**Task item**.
Look through the entries below and count the lines that contain "woman". Reply with that number only.

**Record set**.
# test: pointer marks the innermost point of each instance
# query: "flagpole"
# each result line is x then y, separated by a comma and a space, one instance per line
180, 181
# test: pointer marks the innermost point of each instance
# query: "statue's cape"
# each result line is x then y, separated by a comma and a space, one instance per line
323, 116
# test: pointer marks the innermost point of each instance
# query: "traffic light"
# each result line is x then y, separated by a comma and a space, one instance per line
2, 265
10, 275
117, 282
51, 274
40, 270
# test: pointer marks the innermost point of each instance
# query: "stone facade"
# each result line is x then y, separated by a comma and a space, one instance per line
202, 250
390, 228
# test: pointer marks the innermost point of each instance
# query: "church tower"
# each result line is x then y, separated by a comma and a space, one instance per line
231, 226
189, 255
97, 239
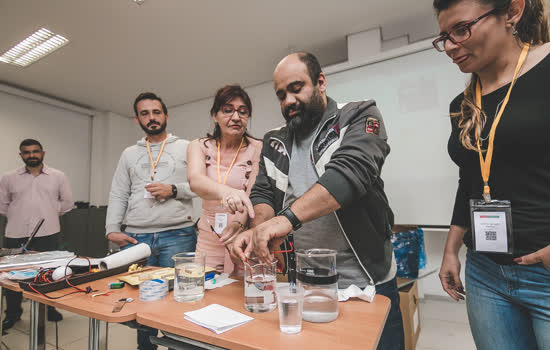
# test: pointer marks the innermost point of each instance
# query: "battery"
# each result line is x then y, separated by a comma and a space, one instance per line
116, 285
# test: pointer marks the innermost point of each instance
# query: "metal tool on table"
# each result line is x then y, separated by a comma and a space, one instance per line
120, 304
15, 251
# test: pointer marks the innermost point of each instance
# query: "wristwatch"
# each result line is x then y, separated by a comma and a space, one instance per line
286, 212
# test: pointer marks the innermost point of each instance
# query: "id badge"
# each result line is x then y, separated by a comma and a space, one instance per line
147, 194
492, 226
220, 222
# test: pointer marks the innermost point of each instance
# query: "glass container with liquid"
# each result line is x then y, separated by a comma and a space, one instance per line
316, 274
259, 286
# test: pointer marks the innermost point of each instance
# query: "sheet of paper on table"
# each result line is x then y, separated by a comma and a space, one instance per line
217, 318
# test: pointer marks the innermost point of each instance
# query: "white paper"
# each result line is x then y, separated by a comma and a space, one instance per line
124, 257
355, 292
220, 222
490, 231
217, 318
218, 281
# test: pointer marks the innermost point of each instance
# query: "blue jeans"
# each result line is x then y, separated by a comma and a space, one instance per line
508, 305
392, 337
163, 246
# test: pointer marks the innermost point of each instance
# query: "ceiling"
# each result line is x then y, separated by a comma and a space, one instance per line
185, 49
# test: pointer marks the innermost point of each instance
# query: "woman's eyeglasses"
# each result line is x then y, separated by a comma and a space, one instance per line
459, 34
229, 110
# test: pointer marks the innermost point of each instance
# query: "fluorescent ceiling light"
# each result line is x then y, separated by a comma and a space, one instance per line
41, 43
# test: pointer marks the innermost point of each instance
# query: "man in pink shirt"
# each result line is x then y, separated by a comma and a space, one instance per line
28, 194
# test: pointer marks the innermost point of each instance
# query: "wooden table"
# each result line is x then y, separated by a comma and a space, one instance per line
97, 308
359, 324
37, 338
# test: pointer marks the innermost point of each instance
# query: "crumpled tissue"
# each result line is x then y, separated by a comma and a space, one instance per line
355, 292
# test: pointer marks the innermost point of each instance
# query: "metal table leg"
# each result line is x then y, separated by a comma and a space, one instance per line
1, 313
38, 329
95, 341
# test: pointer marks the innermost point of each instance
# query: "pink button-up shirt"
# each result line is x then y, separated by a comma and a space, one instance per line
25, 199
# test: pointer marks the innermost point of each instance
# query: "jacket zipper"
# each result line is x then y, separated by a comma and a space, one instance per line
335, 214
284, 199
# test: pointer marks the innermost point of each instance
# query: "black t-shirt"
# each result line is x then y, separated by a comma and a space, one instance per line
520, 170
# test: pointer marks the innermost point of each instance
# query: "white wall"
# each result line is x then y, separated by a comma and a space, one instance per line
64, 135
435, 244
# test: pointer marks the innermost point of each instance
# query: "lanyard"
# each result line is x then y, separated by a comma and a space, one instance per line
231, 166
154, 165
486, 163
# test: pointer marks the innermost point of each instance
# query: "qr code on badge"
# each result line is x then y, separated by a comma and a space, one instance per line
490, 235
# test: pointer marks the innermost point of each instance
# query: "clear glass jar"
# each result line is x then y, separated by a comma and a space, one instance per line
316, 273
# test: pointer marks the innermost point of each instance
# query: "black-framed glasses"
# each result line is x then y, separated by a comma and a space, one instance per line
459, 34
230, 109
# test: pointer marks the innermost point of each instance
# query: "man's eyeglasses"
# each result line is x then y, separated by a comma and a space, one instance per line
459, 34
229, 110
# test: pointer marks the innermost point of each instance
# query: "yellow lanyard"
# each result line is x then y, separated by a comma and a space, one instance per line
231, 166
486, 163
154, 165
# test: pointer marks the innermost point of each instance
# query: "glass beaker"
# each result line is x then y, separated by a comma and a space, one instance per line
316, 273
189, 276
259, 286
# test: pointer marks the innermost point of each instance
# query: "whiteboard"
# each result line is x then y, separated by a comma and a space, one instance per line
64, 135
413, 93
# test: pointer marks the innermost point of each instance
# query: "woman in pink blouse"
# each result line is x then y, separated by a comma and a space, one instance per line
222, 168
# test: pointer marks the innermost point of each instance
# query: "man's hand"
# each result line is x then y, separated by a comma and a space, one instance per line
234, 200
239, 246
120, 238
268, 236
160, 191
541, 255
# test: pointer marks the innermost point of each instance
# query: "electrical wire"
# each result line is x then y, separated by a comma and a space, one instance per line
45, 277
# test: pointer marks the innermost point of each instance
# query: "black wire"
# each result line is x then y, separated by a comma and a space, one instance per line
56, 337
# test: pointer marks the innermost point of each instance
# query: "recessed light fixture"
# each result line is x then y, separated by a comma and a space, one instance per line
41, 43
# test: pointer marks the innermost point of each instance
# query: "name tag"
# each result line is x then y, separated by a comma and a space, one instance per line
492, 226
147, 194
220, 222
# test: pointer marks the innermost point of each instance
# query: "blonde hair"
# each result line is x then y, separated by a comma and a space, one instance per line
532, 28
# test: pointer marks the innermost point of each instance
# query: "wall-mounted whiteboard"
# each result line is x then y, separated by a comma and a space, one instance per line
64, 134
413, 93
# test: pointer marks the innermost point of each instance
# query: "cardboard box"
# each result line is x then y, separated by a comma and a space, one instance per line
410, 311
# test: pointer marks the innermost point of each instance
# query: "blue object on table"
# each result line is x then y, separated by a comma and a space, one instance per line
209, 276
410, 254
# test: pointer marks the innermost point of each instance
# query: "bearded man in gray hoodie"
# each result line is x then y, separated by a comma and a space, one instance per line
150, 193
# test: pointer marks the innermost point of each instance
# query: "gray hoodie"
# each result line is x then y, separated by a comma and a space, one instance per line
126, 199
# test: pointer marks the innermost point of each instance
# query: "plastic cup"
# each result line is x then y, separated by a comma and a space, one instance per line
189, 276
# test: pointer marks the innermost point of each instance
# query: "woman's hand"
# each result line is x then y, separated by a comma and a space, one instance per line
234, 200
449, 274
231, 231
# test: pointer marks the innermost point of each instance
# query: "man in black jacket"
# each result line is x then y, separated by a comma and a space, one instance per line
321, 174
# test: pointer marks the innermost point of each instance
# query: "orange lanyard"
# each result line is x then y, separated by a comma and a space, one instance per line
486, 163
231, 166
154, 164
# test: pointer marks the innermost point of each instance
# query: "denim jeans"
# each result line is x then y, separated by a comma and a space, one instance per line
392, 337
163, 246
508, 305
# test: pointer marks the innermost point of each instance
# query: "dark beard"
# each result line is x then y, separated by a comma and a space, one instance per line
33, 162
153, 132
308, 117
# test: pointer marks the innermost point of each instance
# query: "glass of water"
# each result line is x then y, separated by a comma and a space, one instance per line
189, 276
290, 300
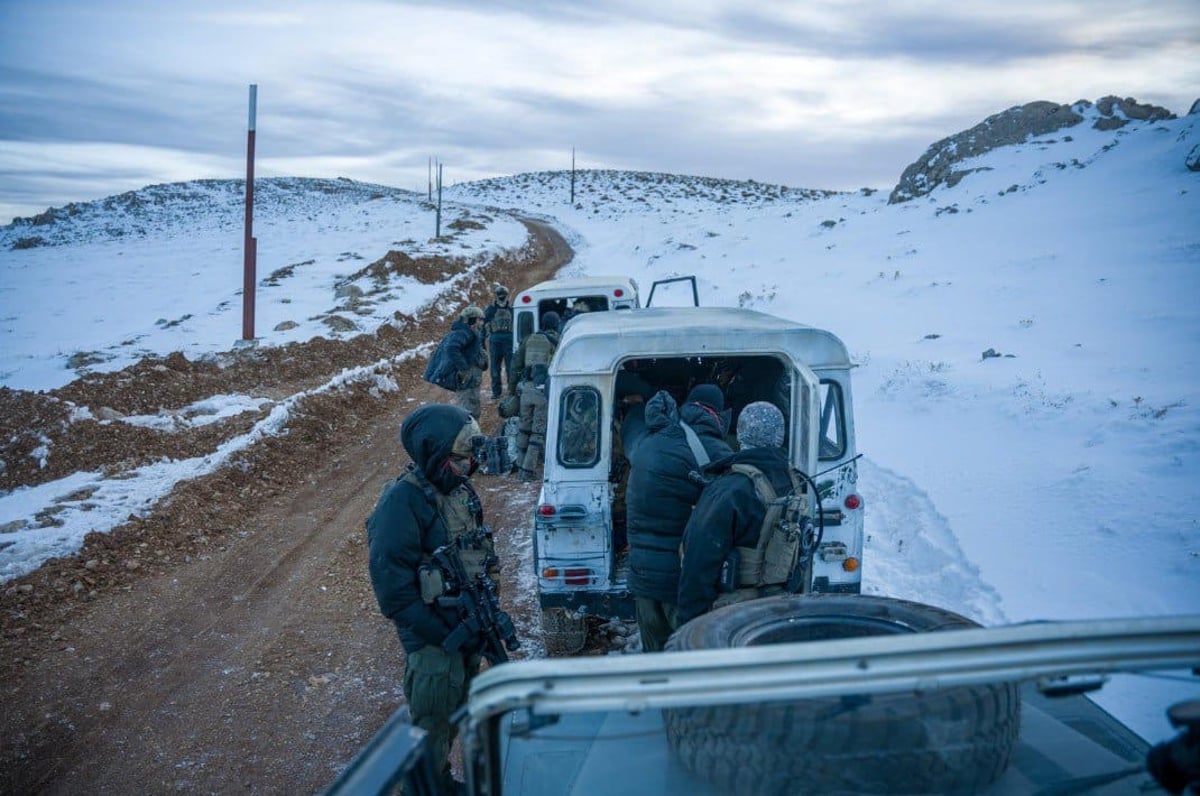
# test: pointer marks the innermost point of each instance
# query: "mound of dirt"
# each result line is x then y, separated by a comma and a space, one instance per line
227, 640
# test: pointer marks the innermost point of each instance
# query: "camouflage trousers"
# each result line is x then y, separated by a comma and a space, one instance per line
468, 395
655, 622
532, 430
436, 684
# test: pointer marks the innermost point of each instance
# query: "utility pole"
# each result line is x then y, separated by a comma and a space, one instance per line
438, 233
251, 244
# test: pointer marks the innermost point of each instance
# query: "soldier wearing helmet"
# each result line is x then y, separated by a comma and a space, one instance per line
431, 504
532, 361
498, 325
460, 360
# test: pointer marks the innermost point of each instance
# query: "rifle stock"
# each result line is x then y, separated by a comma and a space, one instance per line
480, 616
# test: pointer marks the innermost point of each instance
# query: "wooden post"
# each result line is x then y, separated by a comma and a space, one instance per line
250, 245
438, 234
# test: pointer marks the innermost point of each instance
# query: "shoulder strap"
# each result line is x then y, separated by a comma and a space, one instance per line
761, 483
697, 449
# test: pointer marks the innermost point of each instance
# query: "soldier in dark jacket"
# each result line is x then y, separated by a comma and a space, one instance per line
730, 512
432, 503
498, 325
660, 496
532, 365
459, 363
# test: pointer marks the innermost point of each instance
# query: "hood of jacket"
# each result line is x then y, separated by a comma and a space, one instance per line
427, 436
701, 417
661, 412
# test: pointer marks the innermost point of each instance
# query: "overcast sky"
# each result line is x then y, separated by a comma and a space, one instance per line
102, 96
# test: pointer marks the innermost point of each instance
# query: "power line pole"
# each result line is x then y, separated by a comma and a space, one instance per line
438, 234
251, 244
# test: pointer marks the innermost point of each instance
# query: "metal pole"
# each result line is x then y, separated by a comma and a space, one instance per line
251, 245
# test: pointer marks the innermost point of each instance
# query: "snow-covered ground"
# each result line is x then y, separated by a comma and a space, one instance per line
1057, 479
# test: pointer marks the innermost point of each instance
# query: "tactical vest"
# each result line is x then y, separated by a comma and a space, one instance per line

**Result of the task**.
3